> **EXERCISE GOAL**
All the entries that follow must be written out again exactly.

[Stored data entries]
*** Begin section ***
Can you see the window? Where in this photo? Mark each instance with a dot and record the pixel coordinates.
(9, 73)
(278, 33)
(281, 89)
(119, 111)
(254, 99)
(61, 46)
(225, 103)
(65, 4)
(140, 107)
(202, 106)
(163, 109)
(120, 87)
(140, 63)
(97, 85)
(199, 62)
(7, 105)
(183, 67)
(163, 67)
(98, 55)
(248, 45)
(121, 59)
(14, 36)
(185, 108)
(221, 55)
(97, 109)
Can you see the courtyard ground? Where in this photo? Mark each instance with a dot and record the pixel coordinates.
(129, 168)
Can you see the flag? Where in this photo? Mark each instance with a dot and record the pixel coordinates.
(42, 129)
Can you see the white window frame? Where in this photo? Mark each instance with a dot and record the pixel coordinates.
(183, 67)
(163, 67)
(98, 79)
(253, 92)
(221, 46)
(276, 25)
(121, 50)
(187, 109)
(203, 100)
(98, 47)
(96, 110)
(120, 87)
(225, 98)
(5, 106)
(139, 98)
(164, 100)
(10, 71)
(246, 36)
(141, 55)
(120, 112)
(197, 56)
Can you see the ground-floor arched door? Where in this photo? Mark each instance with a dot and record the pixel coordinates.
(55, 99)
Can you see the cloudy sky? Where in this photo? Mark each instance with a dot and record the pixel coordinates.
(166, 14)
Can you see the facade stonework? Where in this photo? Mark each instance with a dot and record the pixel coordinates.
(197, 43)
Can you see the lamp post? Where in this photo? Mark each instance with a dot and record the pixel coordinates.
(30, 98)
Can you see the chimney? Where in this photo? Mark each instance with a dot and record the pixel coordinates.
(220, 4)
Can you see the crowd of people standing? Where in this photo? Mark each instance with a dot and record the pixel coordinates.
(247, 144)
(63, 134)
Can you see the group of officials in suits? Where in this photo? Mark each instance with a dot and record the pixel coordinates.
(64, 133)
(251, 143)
*** End section ***
> **PROBLEM SOLUTION**
Can you see the window? Where in this photo? Mark each instance with a dot and record the pixel coordinates.
(9, 73)
(278, 33)
(281, 89)
(119, 111)
(254, 99)
(61, 46)
(225, 103)
(65, 4)
(140, 107)
(202, 106)
(163, 109)
(120, 87)
(140, 63)
(97, 85)
(199, 62)
(7, 105)
(183, 67)
(163, 67)
(98, 55)
(248, 45)
(121, 59)
(14, 36)
(185, 108)
(221, 55)
(97, 109)
Can you see the courtyard ground? Where in this photo? Mark each instance with a dot and record the pixel coordinates.
(129, 168)
Can you see the flag? Where in this photo? Mark each instance with a dot and record the pixel coordinates.
(42, 129)
Can you see the white window frame? Where in this photo? Mark each instance with a dot and record the pixel coordinates.
(183, 67)
(163, 67)
(98, 79)
(253, 92)
(221, 46)
(276, 25)
(121, 50)
(187, 109)
(203, 100)
(98, 47)
(96, 110)
(120, 87)
(225, 98)
(5, 106)
(139, 98)
(164, 100)
(10, 71)
(246, 36)
(141, 55)
(120, 112)
(197, 56)
Can you see the ground-floor arched door? Where in this photo? Mark each instance with a dot and record the pixel coordinates.
(55, 99)
Can you see the cloudy sky? Where in this photo? Mark each instance with a dot and record the pixel coordinates.
(166, 14)
Can you see the facade stonework? Where in this photo? Mark each instance with a dot and record the pixel coordinates.
(197, 43)
Can you see the lamp post? Where in this photo? Mark each instance with a dot and record the pixel coordinates.
(30, 98)
Can you see the chimney? Where in this photo? Mark each instance with a dot and record the pixel coordinates.
(220, 4)
Can you see the crowd of people standing? Where in this photo? Mark each instance with a dot and record the pixel coordinates.
(247, 144)
(63, 134)
Can you see the group of officials in suits? Where in this photo? Mark each instance with a dot and record the pixel coordinates.
(64, 133)
(251, 143)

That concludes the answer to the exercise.